**Task directions**. Would you transcribe each entry exactly as it stands, omitting the pictures?

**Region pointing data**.
◇ ◇ ◇ ◇ ◇ ◇ ◇

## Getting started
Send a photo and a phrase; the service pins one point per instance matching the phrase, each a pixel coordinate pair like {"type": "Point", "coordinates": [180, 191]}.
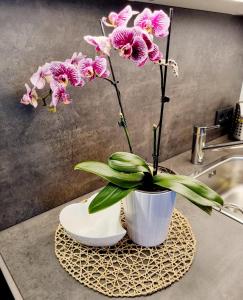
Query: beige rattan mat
{"type": "Point", "coordinates": [126, 269]}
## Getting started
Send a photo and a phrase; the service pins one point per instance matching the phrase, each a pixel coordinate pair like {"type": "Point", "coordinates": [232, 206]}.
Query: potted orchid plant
{"type": "Point", "coordinates": [149, 195]}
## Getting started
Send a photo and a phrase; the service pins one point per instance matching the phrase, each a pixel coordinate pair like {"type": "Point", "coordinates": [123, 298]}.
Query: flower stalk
{"type": "Point", "coordinates": [122, 122]}
{"type": "Point", "coordinates": [164, 99]}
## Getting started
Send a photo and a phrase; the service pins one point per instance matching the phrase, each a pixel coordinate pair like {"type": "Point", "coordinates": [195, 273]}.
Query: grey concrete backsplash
{"type": "Point", "coordinates": [38, 149]}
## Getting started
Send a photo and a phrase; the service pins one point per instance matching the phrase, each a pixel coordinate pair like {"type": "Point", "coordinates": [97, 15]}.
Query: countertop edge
{"type": "Point", "coordinates": [9, 279]}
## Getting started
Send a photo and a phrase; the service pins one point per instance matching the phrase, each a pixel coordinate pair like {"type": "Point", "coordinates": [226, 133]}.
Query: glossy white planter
{"type": "Point", "coordinates": [99, 229]}
{"type": "Point", "coordinates": [148, 216]}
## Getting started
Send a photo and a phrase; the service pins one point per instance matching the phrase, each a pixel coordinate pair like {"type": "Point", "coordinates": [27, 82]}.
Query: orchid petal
{"type": "Point", "coordinates": [140, 51]}
{"type": "Point", "coordinates": [100, 66]}
{"type": "Point", "coordinates": [59, 94]}
{"type": "Point", "coordinates": [75, 59]}
{"type": "Point", "coordinates": [63, 71]}
{"type": "Point", "coordinates": [142, 18]}
{"type": "Point", "coordinates": [121, 36]}
{"type": "Point", "coordinates": [155, 55]}
{"type": "Point", "coordinates": [30, 97]}
{"type": "Point", "coordinates": [106, 22]}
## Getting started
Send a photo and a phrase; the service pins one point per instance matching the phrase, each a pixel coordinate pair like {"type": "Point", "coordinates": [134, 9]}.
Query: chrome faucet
{"type": "Point", "coordinates": [199, 143]}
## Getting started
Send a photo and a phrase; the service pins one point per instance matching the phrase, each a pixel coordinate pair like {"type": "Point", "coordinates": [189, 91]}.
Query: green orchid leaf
{"type": "Point", "coordinates": [196, 186]}
{"type": "Point", "coordinates": [191, 195]}
{"type": "Point", "coordinates": [108, 196]}
{"type": "Point", "coordinates": [128, 162]}
{"type": "Point", "coordinates": [126, 167]}
{"type": "Point", "coordinates": [118, 178]}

◇ ◇ ◇ ◇ ◇ ◇ ◇

**Result for this task**.
## Getting started
Send a photo and a phrase; the service pins one point per instance matching the phrase, each a pixel coordinate pair like {"type": "Point", "coordinates": [180, 191]}.
Query: beige rattan mat
{"type": "Point", "coordinates": [126, 269]}
## Getting started
Send a photo and a phrase; the service pins one point per instance matching the phrase, each a pixel coordinate pair like {"type": "Point", "coordinates": [232, 206]}.
Query: potted orchid plant
{"type": "Point", "coordinates": [149, 195]}
## Getting started
Send a photo and a phrase; the service pins one point per instance matching the phrase, each a pixel coordinate pair like {"type": "Point", "coordinates": [123, 298]}.
Query: flower stalk
{"type": "Point", "coordinates": [122, 122]}
{"type": "Point", "coordinates": [164, 99]}
## Getting started
Send a photo and a phrase; the service pins one point per instance matching the phrase, each a pixel coordinate pair like {"type": "Point", "coordinates": [195, 273]}.
Query: grey concrete backsplash
{"type": "Point", "coordinates": [38, 149]}
## Getting started
Send a photo and a phrase; the service pins one point per instance matching the phrase, each a pixel coordinate pair like {"type": "Point", "coordinates": [97, 15]}.
Query: countertop edge
{"type": "Point", "coordinates": [9, 279]}
## Getting started
Send a photo and a phrase; the service pins one point per instance matching the phrase, each a pixel coordinate pair like {"type": "Point", "coordinates": [226, 133]}.
Query: glossy white planter
{"type": "Point", "coordinates": [99, 229]}
{"type": "Point", "coordinates": [148, 216]}
## Getting started
Send a photo and a phrase; the service pins one point per instance matching the phrase, each a pixel coordinate pair like {"type": "Point", "coordinates": [27, 82]}.
Query: orchid petal
{"type": "Point", "coordinates": [140, 51]}
{"type": "Point", "coordinates": [100, 66]}
{"type": "Point", "coordinates": [59, 94]}
{"type": "Point", "coordinates": [75, 59]}
{"type": "Point", "coordinates": [63, 71]}
{"type": "Point", "coordinates": [142, 18]}
{"type": "Point", "coordinates": [121, 36]}
{"type": "Point", "coordinates": [155, 55]}
{"type": "Point", "coordinates": [30, 97]}
{"type": "Point", "coordinates": [106, 22]}
## Getting started
Send a photo and a phrase; the service pins one point per instance matching the phrase, each a pixel coordinate pair like {"type": "Point", "coordinates": [134, 9]}.
Query: chrome faucet
{"type": "Point", "coordinates": [199, 143]}
## Getting started
Send a photo and a phrase; the service pins one point per instance matching the phrase, each a pixel coordinate pair like {"type": "Point", "coordinates": [189, 91]}.
Query: green orchid leaf
{"type": "Point", "coordinates": [196, 186]}
{"type": "Point", "coordinates": [191, 195]}
{"type": "Point", "coordinates": [108, 196]}
{"type": "Point", "coordinates": [128, 162]}
{"type": "Point", "coordinates": [126, 167]}
{"type": "Point", "coordinates": [118, 178]}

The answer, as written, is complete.